**DOCUMENT EXCERPT**.
__________

And, sure, sometimes, I find liminal spaces by fasting, taking a ritual bath in a tub filled with rose petals picked on the dark moon from my own rose bushes, lighting incense in my ritual room, casting a circle deosil with a silver athame whose handle is sealed with a celtic knot made of gold, and traveling along the astral plane to a spot prepared for me both by my own ritual workings and by my Patroness, a serious-eyed Lady with three heads and a large black dog. I go there for a purpose, to change consciousness/reality/myself/the world at will, to work pre-planned magic in a place where all things are in flux and where change is not only possible, but likely. It's hard work, it's exhilarating, it's serious business.

__________

**ACTIONS TO TAKE**.
1 – Write out the records exactly as they appear, from their first line through the line containing "Please mark the region of the", including both ends.
2 – Continue the passage on finding liminal spaces through ritual from its final sentence.

__________

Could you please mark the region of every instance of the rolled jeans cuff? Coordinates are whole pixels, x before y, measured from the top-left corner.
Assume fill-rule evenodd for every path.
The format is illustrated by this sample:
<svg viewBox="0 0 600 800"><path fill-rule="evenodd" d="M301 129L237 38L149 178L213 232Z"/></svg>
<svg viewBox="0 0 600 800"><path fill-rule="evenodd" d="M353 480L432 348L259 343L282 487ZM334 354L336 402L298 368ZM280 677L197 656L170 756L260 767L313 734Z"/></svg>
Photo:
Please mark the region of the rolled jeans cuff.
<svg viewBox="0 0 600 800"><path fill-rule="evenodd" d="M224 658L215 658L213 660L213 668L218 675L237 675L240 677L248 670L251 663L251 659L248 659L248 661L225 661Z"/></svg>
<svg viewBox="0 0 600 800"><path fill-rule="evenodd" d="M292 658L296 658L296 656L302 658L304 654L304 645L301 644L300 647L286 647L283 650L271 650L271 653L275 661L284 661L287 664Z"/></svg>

__________

**EXERCISE ANSWERS**.
1 –
Could you please mark the region of every instance of the rolled jeans cuff? Coordinates are whole pixels, x before y, measured from the top-left corner.
Assume fill-rule evenodd for every path.
The format is illustrated by this sample:
<svg viewBox="0 0 600 800"><path fill-rule="evenodd" d="M301 129L237 38L149 178L213 232Z"/></svg>
<svg viewBox="0 0 600 800"><path fill-rule="evenodd" d="M353 480L432 348L259 343L282 487ZM334 354L336 402L298 368ZM280 677L197 656L170 756L260 767L313 734Z"/></svg>
Photo:
Please mark the region of the rolled jeans cuff.

2 –
But I don't do that kind of magic every day. Even if I didn't have to get up, put on a suit, and show up on time at work, I couldn't do that kind of working every day. But I still need to live every day as a witch. Sure, I know I'm a witch when I'm wearing ritual robes and burning incense on charged coals inside a circle of spring-green light. But I need to know how to live as a witch when I'm stuck in traffic on the Roosevelt Bridge, when I'm taking a client to lunch at the Palm, when I'd dropping off drycleaning, when I'm firing up my Apple computer to read blogs, when I'm mowing my lawn, when I'm on my iPhone with Son, when I'm calculating whether or not to refinance my home, when I'm trying to talk myself into just five more minutes on the treadmill.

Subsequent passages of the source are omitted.